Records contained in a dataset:
□ □ □ □ □

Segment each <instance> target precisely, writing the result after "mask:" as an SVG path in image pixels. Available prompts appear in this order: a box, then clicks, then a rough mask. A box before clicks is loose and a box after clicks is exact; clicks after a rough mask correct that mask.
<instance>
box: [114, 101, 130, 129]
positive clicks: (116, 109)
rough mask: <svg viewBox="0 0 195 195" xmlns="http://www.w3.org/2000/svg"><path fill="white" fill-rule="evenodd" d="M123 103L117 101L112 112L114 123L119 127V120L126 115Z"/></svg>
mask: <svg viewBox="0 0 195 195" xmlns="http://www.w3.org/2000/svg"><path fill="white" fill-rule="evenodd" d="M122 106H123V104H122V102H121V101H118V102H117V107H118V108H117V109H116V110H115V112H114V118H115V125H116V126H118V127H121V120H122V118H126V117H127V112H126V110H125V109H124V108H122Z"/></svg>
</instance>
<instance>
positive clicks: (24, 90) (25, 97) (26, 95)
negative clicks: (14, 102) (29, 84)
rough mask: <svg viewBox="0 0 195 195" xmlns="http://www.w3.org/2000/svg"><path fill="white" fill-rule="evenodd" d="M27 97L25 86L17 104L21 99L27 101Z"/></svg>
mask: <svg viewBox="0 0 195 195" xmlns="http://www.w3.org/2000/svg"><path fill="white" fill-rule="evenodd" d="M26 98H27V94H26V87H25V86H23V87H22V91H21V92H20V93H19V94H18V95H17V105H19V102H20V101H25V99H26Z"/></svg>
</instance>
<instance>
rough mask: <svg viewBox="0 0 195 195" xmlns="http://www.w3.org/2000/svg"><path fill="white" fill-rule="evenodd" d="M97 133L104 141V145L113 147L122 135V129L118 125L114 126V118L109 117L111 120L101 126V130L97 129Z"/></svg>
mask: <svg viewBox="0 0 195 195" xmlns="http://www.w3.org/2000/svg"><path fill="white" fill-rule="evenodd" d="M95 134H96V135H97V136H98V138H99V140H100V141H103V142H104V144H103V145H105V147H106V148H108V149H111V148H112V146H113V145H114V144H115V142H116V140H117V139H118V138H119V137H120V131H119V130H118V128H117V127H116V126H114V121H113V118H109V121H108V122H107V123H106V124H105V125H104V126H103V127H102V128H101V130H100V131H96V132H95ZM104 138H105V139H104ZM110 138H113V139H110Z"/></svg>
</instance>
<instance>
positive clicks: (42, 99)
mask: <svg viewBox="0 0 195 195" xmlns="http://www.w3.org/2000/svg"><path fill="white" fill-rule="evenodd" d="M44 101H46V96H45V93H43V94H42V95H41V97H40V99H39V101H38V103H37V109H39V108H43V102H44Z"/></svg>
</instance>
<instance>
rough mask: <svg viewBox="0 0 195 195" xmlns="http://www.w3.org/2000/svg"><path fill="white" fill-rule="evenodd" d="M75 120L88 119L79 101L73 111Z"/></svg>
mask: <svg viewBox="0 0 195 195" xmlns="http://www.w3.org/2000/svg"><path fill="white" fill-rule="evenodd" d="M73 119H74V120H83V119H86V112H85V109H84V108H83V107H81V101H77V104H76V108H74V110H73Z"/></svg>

□ □ □ □ □

- [What to do] Repeat the data precisely, reproducing every entry.

- [Answer space]
Segment each <instance> target precisely, writing the result after "mask:" as an SVG path in image pixels. Available prompts appear in this order: a box, then clicks, then a rough mask. A box before clicks is loose and a box after clicks is exact; clicks after a rough mask correct that mask.
<instance>
box: [114, 101, 130, 129]
positive clicks: (116, 109)
rough mask: <svg viewBox="0 0 195 195" xmlns="http://www.w3.org/2000/svg"><path fill="white" fill-rule="evenodd" d="M123 103L117 101L112 112L114 123L119 127V120L126 115Z"/></svg>
mask: <svg viewBox="0 0 195 195" xmlns="http://www.w3.org/2000/svg"><path fill="white" fill-rule="evenodd" d="M122 106H123V104H122V102H121V101H118V102H117V107H118V108H117V109H116V110H115V112H114V118H115V125H116V126H118V127H121V120H122V118H126V117H127V112H126V110H125V109H124V108H122Z"/></svg>
</instance>
<instance>
positive clicks: (24, 90) (25, 97) (26, 95)
negative clicks: (14, 102) (29, 84)
rough mask: <svg viewBox="0 0 195 195" xmlns="http://www.w3.org/2000/svg"><path fill="white" fill-rule="evenodd" d="M27 97L25 86L17 104L21 99L27 101Z"/></svg>
mask: <svg viewBox="0 0 195 195" xmlns="http://www.w3.org/2000/svg"><path fill="white" fill-rule="evenodd" d="M26 98H27V94H26V87H25V86H23V87H22V91H21V92H20V93H19V94H18V95H17V105H19V102H20V101H25V99H26Z"/></svg>
</instance>
<instance>
rough mask: <svg viewBox="0 0 195 195" xmlns="http://www.w3.org/2000/svg"><path fill="white" fill-rule="evenodd" d="M97 133L104 141V145L113 147L122 135V129L118 125L114 126V118L109 117L111 120L101 126V130L97 129Z"/></svg>
mask: <svg viewBox="0 0 195 195" xmlns="http://www.w3.org/2000/svg"><path fill="white" fill-rule="evenodd" d="M95 134H96V135H97V136H98V138H99V140H100V141H103V142H104V144H103V145H105V147H106V148H108V149H111V148H112V146H113V145H114V144H115V142H116V140H117V139H118V138H119V137H120V131H119V130H118V128H117V127H116V126H114V121H113V118H109V121H108V122H107V123H106V124H105V125H104V126H103V127H102V128H101V130H100V131H96V132H95ZM104 138H105V139H104ZM110 138H113V139H110Z"/></svg>
</instance>
<instance>
positive clicks: (42, 99)
mask: <svg viewBox="0 0 195 195" xmlns="http://www.w3.org/2000/svg"><path fill="white" fill-rule="evenodd" d="M44 101H46V96H45V93H43V94H42V95H41V97H40V99H39V101H38V103H37V109H39V108H43V102H44Z"/></svg>
</instance>
<instance>
rough mask: <svg viewBox="0 0 195 195" xmlns="http://www.w3.org/2000/svg"><path fill="white" fill-rule="evenodd" d="M75 120L88 119L79 101L73 111Z"/></svg>
mask: <svg viewBox="0 0 195 195" xmlns="http://www.w3.org/2000/svg"><path fill="white" fill-rule="evenodd" d="M73 119H74V120H83V119H86V112H85V109H84V108H83V107H81V101H77V104H76V108H74V110H73Z"/></svg>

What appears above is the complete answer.